任务要求:
续写下面这篇讲ZooKeeper安装的文章，从它的最后一句之后接着写。

---------- 选定段落

ZooKeeper系列之三：ZooKeeper的安装

来源：互联网发布：诛仙手游炼器辅助软件编辑：程序博客网时间：2024/05/16 13:55

ZooKeeper的安装模式分为三种，分别为：单机模式（stand-alone）、集群模式和集群伪分布模式。ZooKeeper 单机模式的安装相对比较简单，如果第一次接触ZooKeeper的话，建议安装ZooKeeper单机模式或者集群伪分布模式。

1）单机模式

首先，从Apache官方网站下载一个ZooKeeper的最近稳定版本。

http://hadoop.apache.org/zookeeper/releases.html

作为国内用户来说，选择最近的的源文件服务器所在地，能够节省不少的时间。

http://labs.renren.com/apache-mirror//hadoop/zookeeper/

ZooKeeper要求JAVA的环境才能运行，并且需要JAVA6以上的版本，可以从SUN官网上下载，并对JAVA环境变量进行设置。除此之外，为了今后操作的方便，我们需要对ZooKeeper的环境变量进行配置，方法如下，在/etc/profile文件中加入如下的内容：

#Set ZooKeeper Enviroment

export ZOOKEEPER_HOME=/root/hadoop-0.20.2/zookeeper-3.3.1

exportPATH=$PATH:$ZOOKEEPER_HOME/bin:$ZOOKEEPER_HOME/conf

ZooKeeper服务器包含在单个JAR文件中，安装此服务需要用户创建一个配置文档，并对其进行设置。我们在ZooKeeper-*.*.*目录（我们以当前ZooKeeper的最新版3.3.1为例，故此下面的“ZooKeeper-*.*.*”都将写为“ZooKeeper-3.3.1”）的conf文件夹下创建一个zoo.cfg文件，它包含如下的内容：

tickTime=2000

dataDir=/var/zookeeper

clientPort=2181

在这个文件中，我们需要指定dataDir的值，它指向了一个目录，这个目录在开始的时候需要为空。下面是每个参数的含义：

tickTime：基本事件单元，以毫秒为单位。它用来指示心跳，最小的session过期时间为两倍的tickTime.。

dataDir：存储内存中数据库快照的位置，如果不设置参数，更新事务日志将被存储到默认位置。

clientPort：监听客户端连接的端口

使用单机模式时用户需要注意：这种配置方式下没有ZooKeeper副本，所以如果ZooKeeper服务器出现故障，ZooKeeper服务将会停止。

以下代码清单A 是我们的根据自身情况所设置的zookeeper配置文档：zoo.cfg

代码清单A：zoo.cfg

# The number of milliseconds of each tick

tickTime=2000

# the directory where the snapshot is stored.

dataDir=/root/hadoop-0.20.2/zookeeper-3.3.1/snapshot/data

# the port at which the clients will connect

clientPort=2181

2）集群模式

为了获得可靠的ZooKeeper服务，用户应该在一个集群上部署ZooKeeper。只要集群上大多数的ZooKeeper服务启动了，那么总的ZooKeeper服务将是可用的。另外，最好使用奇数台机器。如果zookeeper拥有5台机器，那么它就能处理2台机器的故障了。

--------------------
---------- 给定材料

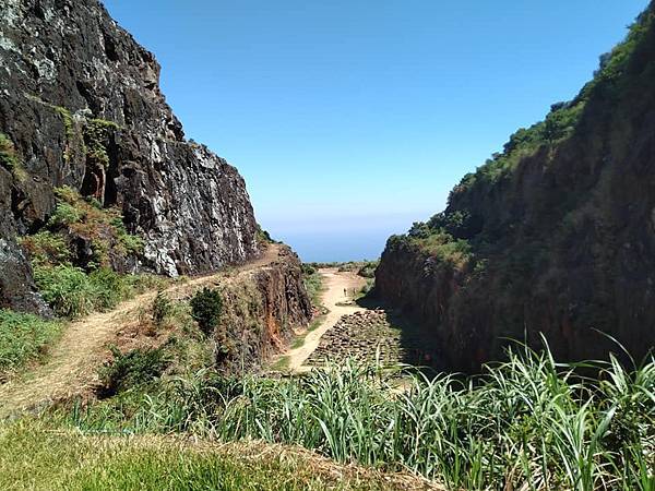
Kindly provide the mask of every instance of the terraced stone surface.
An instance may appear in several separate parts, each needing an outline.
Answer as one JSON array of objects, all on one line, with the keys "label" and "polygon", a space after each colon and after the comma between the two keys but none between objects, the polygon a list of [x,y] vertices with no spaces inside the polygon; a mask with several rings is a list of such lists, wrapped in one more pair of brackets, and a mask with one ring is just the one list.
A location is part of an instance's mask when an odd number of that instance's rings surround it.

--------------------

最终答案:
之后的操作和单机模式的安装类似，我们同样需要对JAVA环境进行设置，下载最新的ZooKeeper稳定版本并配置相应的环境变量。不同之处在于每台机器上conf/zoo.cfg配置文件的参数设置，参考下面的配置：

tickTime=2000

dataDir=/var/zookeeper/

clientPort=2181

initLimit=5

syncLimit=2

server.1=zoo1:2888:3888

server.2=zoo2:2888:3888

server.3=zoo3:2888:3888

“server.id=host:port:port.”指示了不同的ZooKeeper服务器的自身标识，作为集群的一部分的机器应该知道ensemble中的其它机器。用户可以从“server.id=host:port:port.”中读取相关的信息。在服务器的data（dataDir参数所指定的目录）目录下创建一个文件名为myid的文件，这个文件中仅含有一行的内容，指定的是自身的id值。比如，服务器“1”应该在myid文件中写入“1”。这个id值必须是ensemble中唯一的，且大小在1到255之间。这一行配置中，第一个端口（port）是从（follower）机器连接到主（leader）机器的端口，第二个端口是用来进行leader选举的端口。在这个例子中，每台机器使用三个端口，分别是：clientPort，2181；port，2888；port，3888。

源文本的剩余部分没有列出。